***** PROVIDED PASSAGE *****

Re: [PATCH net-next RFC v1 2/4] veth: use generic-XDP functions when dealing with SKBs
From: Jesper Dangaard Brouer <hawk@kernel.org>
Date: 2023-08-29 14:37:32
On 24/08/2023 12.30, Toke Høiland-Jørgensen wrote:
Jesper Dangaard Brouer [off-list ref] writes:quoted
The root-cause the realloc issue is that veth_xdp_rcv_skb() code path (that handles SKBs like generic-XDP) is calling a native-XDP function xdp_do_redirect(), instead of simply using xdp_do_generic_redirect() that can handle SKBs. The existing code tries to steal the packet-data from the SKB (and frees the SKB itself). This cause issues as SKBs can have different memory models that are incompatible with native-XDP call xdp_do_redirect(). For this reason the checks in veth_convert_skb_to_xdp_buff() becomes more strict. This in turn makes this a bad approach. Simply leveraging generic-XDP helpers e.g. generic_xdp_tx() and xdp_do_generic_redirect() as this resolves the issue given netstack can handle these different SKB memory models.While this does solve the memory issue, it's also a subtle change of semantics. For one thing, generic_xdp_tx() has this comment above it: /* When doing generic XDP we have to bypass the qdisc layer and the * network taps in order to match in-driver-XDP behavior. This also means * that XDP packets are able to starve other packets going through a qdisc, * and DDOS attacks will be more effective. In-driver-XDP use dedicated TX * queues, so they do not have this starvation issue. */ Also, more generally, this means that if you have a setup with XDP_REDIRECT-based forwarding in on a host with a mix of physical and veth devices, all the traffic originating from the veth devices will go on different TXQs than that originating from a physical NIC. Or if a veth device has a mix of xdp_frame-backed packets and skb-backed packets, those will also go on different queues, potentially leading to reordering.

*****

[PROBLEMS TO WORK ON]
a: Select every line in the records that contains the string "rail", and copy those lines out. Case counts.
b: Pick up the mailing-list reply on the veth generic-XDP patch and continue it from its last sentence.

***** MATERIAL FOR THIS EXERCISE *****

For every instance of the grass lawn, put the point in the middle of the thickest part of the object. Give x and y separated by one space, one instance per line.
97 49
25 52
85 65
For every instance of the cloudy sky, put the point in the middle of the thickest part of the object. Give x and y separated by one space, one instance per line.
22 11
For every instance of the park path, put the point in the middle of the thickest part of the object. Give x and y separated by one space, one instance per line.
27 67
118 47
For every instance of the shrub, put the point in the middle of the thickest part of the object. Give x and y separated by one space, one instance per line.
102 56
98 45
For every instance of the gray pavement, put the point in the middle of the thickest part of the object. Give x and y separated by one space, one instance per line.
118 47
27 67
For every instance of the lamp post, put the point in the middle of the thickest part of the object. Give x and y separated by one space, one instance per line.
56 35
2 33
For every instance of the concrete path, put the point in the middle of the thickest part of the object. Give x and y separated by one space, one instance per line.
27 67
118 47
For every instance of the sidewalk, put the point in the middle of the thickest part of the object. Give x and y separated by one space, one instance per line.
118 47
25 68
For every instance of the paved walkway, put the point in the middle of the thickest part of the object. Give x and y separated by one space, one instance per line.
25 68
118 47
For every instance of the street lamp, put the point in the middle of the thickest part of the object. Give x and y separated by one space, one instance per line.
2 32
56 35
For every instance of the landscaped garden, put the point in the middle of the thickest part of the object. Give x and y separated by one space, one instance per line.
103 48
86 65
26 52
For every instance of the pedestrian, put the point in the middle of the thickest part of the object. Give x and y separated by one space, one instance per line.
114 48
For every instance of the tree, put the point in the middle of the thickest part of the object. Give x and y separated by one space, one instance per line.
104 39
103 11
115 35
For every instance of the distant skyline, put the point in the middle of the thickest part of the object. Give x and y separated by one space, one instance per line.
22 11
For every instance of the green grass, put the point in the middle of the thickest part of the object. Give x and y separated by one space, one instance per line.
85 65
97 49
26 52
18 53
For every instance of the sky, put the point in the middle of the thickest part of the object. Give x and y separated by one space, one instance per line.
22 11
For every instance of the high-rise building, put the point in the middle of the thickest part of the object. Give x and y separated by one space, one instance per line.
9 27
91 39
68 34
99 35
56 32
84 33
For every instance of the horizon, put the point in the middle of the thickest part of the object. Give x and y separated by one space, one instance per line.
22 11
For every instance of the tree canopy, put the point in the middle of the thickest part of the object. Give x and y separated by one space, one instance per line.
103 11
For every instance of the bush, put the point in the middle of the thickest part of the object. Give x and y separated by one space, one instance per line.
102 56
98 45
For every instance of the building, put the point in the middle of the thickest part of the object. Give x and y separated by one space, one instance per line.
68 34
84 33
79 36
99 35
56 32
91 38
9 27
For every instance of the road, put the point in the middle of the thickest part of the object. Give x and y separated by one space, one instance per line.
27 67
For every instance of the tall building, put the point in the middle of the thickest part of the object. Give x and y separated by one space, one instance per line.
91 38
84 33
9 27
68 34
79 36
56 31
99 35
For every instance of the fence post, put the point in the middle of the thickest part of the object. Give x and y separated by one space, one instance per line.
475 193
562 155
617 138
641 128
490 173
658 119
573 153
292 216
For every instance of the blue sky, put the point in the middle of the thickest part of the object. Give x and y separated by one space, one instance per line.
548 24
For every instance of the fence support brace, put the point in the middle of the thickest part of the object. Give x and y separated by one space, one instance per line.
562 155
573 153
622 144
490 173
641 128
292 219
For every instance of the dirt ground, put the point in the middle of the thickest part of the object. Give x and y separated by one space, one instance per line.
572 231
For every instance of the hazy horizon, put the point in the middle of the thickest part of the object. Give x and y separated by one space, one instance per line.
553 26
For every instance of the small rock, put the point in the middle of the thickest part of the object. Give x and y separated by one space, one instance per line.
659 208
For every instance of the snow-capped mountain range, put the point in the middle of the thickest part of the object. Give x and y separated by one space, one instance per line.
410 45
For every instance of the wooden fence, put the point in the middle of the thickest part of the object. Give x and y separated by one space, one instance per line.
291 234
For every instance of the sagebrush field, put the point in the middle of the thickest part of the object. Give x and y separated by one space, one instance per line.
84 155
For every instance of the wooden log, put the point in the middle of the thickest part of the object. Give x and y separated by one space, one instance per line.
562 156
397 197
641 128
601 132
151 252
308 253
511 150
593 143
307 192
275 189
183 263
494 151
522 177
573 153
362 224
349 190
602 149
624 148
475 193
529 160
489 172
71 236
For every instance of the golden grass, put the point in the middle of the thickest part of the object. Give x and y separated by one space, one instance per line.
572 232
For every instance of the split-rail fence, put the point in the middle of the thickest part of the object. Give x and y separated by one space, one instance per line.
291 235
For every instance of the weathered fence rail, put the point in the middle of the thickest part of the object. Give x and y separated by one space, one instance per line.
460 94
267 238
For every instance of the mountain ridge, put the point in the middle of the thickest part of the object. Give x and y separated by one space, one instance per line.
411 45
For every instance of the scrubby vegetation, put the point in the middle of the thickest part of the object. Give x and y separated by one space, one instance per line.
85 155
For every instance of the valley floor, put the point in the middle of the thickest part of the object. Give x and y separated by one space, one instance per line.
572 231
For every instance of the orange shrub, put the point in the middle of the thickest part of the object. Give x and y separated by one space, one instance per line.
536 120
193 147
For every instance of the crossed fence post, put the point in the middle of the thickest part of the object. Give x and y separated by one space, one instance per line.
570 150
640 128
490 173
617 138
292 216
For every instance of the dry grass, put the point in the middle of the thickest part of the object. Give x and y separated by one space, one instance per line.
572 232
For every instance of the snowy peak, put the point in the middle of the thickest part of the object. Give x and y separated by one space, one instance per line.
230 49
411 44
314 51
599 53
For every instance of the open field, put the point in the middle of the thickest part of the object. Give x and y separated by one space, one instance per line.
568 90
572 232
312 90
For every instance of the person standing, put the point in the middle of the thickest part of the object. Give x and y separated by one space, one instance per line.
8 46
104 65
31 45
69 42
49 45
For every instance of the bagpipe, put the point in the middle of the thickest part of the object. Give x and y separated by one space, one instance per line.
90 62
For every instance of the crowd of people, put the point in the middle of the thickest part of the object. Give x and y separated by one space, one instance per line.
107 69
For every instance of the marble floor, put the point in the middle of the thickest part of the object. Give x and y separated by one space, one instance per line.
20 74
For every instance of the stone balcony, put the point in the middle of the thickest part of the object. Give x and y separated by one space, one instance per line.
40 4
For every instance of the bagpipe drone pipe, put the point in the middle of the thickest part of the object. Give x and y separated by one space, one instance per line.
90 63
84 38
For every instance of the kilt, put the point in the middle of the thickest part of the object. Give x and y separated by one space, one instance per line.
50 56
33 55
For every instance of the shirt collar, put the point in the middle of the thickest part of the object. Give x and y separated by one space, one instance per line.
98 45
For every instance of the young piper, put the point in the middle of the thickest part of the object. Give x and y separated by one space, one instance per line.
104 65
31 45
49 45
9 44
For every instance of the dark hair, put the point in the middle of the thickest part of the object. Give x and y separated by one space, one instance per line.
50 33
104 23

*****

[RESPONSES IN ORDER]
a:
For every instance of the split-rail fence, put the point in the middle of the thickest part of the object. Give x and y separated by one space, one instance per line.
For every instance of the weathered fence rail, put the point in the middle of the thickest part of the object. Give x and y separated by one space, one instance per line.

b:
Mixing xdp_frame-backed packets and skb-backed packet (towards veth) will naturally come from two different data paths, and the BPF-developer that redirected the xdp_frame (into veth) will have taken this choice, including the chance of reordering (given the two data/code paths). I will claim that (for SKBs) current code cause reordering on TXQs (as you explain), and my code changes actually fix this problem. Consider a userspace app (inside namespace) sending packets out (to veth peer). Routing (or bridging) will make netstack send out device A (maybe a physical device). On veth peer we have XDP-prog running, that will XDP-redirect every 2nd packet to device A. With current code TXQ reordering will occur, as calling "native" xdp_do_redirect() will select TXQ based on current-running CPU, while normal SKBs will use netdev_core_pick_tx(). After my change, using xdp_do_generic_redirect(), the code end-up using generic_xdp_tx() which (looking at the code) also use netdev_core_pick_tx() to select the TXQ. Thus, I will claim it is more correct (even-though XDP in general doesn't give this guarantee).
I'm not sure exactly how much of an issue this is in practice, but at least from a conceptual PoV it's a change in behaviour that I don't think we should be making lightly. WDYT?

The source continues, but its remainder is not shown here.